* AUFGABEN
1) Gib aus dem Text über Whale-Watching in Ólafsvík den Abschnitt von „Schutz und Forschung: Die“ bis „der Orcas widmen.“ wortgetreu wieder.
2) Prüfe anhand des Textes über Whale-Watching in Ólafsvík, ob die folgenden Aussagen zutreffen, und belege jede Antwort (ja oder nein) mit einem wörtlichen Zitat: (a) Die schreibende Person stand in ihrer Anfangszeit an Bord immer ganz vorne. (b) Rob ist der Kapitän des Bootes. (c) Künftig sollen 20 % vom Erlös der Pullover an die Orca Guardians gehen.

* ZU LESENDER AUSZUG
■ ■ ■ ■ ■ ■ ■
Ein weiterer secret Whale-Watching-Place ist Hólmavík. Darüber habe ich auch einen Artikel geschrieben, den ihr hier lesen könnt.
Exklusivität und Nachhaltigkeit: Whale-Watching in Ólafsvík
Als ich an Bord gehe, bleibe ich zunächst im hinteren Teil des Schiffes, meinem derzeitigen Lieblingsplatz. Letztendlich gibt es aber keinen wirklich „besten“ Platz. In meiner Anfangszeit habe ich immer nur ganz vorne gestanden. Jetzt wechsle ich meistens mehrfach meinen Standort. Ganz beliebt sind auch die Plätze auf dem oberen Deck. Und wer es lieber geschützter mag, findet im Innenraum noch Sitzplätze. Selbst bei voller Auslastung hatte ich nie ein beengendes Gefühl und immer ausreichend Platz zum Schauen und Fotografieren.



Begegnungen an Bord: Menschen, Geschichten und Leidenschaft
An Bord treffe ich einen alten Bekannten wieder. Der Brite Rob, den ich bei einer meiner Touren vor einigen Jahren kennengelernt habe, ist auch wieder hier und so lausche ich den üblichen Sicherheitshinweisen nur am Rande. Im Laufe der Jahre habe ich immer wieder viele interessante Menschen bei den Touren kennengelernt. Ob Menschen wie Rob, der seine Leidenschaft bei whales.org zum Beruf gemacht hat oder Touristen, die immer wieder hierherkommen und einen Teil ihres Urlaubs an Bord verbringen. Es macht einfach Spaß, sich mit Gleichgesinnten auszutauschen.
Schutz und Forschung: Die Arbeit der Orca Guardians
Eine besondere Freude bereitet es mir heute, Rob einen meiner selbstgestrickten Orca- Wollpullover zu überreichen. Außerdem habe ich mich entschlossen, zukünftig 10% vom Erlös der Pullover an die Orca Guardians zu spenden. Ich habe so viele schöne Momente hier auf dem Boot verbringen dürfen, um die Tiere in ihrem natürlichen Lebensraum zu beobachten, dass ich gerne ein bisschen was zurückgeben möchte. Die Pullover gibt es zusammen mit vielen anderen schönen Souvenirs in dem kleinen Shop, wo sich auch die Anmeldung befindet.


Die Crew besteht auch heute wieder aus Gísli, dem Kapitän des Bootes und gleichzeitig Eigentümer von Láki Tours und Mitglied bei den Orca Guardians. Spotter auf dem Oberdeck ist wie immer Marie, die gleichzeitig auch Gründerin der Orca Guardians ist, die sich der Forschung und dem Schutz der Orcas widmen.
■ ■ ■ ■ ■ ■ ■
Datensätze zur Positionsannotation:
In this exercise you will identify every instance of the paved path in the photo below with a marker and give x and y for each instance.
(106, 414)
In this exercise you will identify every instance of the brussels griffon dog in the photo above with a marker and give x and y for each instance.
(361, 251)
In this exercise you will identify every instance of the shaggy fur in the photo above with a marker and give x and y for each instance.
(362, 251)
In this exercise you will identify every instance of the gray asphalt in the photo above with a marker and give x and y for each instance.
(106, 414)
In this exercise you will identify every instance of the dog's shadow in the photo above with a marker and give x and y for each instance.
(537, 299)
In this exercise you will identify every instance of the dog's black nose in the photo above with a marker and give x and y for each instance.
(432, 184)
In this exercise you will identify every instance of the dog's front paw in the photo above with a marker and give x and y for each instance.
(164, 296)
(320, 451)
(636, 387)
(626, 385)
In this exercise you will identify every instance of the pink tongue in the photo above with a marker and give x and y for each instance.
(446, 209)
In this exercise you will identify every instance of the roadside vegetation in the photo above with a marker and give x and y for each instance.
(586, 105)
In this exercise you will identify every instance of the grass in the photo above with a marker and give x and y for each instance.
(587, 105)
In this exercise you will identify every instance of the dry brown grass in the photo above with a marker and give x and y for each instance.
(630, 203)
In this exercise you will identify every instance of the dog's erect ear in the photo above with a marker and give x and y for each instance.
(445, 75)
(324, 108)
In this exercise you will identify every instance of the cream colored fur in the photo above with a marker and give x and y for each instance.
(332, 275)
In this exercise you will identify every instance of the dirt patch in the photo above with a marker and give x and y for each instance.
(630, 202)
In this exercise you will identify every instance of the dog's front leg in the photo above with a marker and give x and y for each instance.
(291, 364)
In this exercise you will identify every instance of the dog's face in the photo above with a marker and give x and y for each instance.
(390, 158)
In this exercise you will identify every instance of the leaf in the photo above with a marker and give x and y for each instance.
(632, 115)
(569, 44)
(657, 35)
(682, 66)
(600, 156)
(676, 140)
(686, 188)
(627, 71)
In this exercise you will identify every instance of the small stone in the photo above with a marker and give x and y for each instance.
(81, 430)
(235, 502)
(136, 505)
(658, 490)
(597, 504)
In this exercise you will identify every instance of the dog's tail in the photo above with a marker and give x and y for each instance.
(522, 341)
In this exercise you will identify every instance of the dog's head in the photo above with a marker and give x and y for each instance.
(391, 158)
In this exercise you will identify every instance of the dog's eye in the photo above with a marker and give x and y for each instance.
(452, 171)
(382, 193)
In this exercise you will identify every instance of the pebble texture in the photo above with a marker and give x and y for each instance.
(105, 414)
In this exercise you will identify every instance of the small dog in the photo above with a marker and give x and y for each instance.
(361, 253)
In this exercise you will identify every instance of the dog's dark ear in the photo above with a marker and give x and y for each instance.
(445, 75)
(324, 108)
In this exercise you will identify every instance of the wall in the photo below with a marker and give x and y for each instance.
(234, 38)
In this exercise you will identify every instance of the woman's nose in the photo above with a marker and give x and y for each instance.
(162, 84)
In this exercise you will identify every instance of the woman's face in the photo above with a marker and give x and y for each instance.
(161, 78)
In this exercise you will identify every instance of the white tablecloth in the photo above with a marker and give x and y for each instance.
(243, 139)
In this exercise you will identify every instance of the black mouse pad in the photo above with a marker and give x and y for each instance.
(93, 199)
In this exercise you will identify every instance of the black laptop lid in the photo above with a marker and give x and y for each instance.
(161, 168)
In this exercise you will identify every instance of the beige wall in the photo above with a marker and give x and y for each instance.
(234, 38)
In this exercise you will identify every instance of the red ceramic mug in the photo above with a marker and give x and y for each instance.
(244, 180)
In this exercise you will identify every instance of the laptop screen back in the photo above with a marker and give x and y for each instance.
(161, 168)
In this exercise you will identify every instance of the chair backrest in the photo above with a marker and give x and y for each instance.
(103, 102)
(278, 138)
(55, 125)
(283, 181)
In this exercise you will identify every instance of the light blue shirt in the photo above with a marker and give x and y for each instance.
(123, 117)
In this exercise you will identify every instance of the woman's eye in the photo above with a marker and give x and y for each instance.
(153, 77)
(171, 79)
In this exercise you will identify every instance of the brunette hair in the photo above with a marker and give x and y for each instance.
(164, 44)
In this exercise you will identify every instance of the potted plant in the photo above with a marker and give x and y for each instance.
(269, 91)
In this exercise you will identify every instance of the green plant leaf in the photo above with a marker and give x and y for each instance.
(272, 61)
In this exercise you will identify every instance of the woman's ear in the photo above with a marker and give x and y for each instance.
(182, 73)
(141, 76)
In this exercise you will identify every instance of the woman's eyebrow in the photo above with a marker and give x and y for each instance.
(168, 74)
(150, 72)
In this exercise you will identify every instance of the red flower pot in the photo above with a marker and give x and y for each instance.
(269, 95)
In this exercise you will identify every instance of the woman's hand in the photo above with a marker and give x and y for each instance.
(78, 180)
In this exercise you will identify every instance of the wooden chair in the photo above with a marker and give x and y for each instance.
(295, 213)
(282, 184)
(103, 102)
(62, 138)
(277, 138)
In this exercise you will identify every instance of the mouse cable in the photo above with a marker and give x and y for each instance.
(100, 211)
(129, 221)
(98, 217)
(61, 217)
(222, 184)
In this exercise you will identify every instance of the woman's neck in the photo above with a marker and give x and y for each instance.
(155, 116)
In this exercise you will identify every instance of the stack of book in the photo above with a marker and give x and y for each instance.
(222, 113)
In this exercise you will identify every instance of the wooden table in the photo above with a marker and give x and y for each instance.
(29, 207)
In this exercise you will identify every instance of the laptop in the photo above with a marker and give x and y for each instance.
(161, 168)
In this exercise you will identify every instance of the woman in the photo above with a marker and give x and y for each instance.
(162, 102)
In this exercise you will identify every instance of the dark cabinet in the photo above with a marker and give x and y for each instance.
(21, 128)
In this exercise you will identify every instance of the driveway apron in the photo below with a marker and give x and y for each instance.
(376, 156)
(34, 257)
■ ■ ■ ■ ■ ■ ■
* ERWARTETE AUSGABEN
1)
Schutz und Forschung: Die Arbeit der Orca Guardians
Eine besondere Freude bereitet es mir heute, Rob einen meiner selbstgestrickten Orca- Wollpullover zu überreichen. Außerdem habe ich mich entschlossen, zukünftig 10% vom Erlös der Pullover an die Orca Guardians zu spenden. Ich habe so viele schöne Momente hier auf dem Boot verbringen dürfen, um die Tiere in ihrem natürlichen Lebensraum zu beobachten, dass ich gerne ein bisschen was zurückgeben möchte. Die Pullover gibt es zusammen mit vielen anderen schönen Souvenirs in dem kleinen Shop, wo sich auch die Anmeldung befindet.


Die Crew besteht auch heute wieder aus Gísli, dem Kapitän des Bootes und gleichzeitig Eigentümer von Láki Tours und Mitglied bei den Orca Guardians. Spotter auf dem Oberdeck ist wie immer Marie, die gleichzeitig auch Gründerin der Orca Guardians ist, die sich der Forschung und dem Schutz der Orcas widmen.

2)
(a) Ja: „In meiner Anfangszeit habe ich immer nur ganz vorne gestanden.“
(b) Nein: „Die Crew besteht auch heute wieder aus Gísli, dem Kapitän des Bootes“
(c) Nein: „zukünftig 10% vom Erlös der Pullover an die Orca Guardians zu spenden“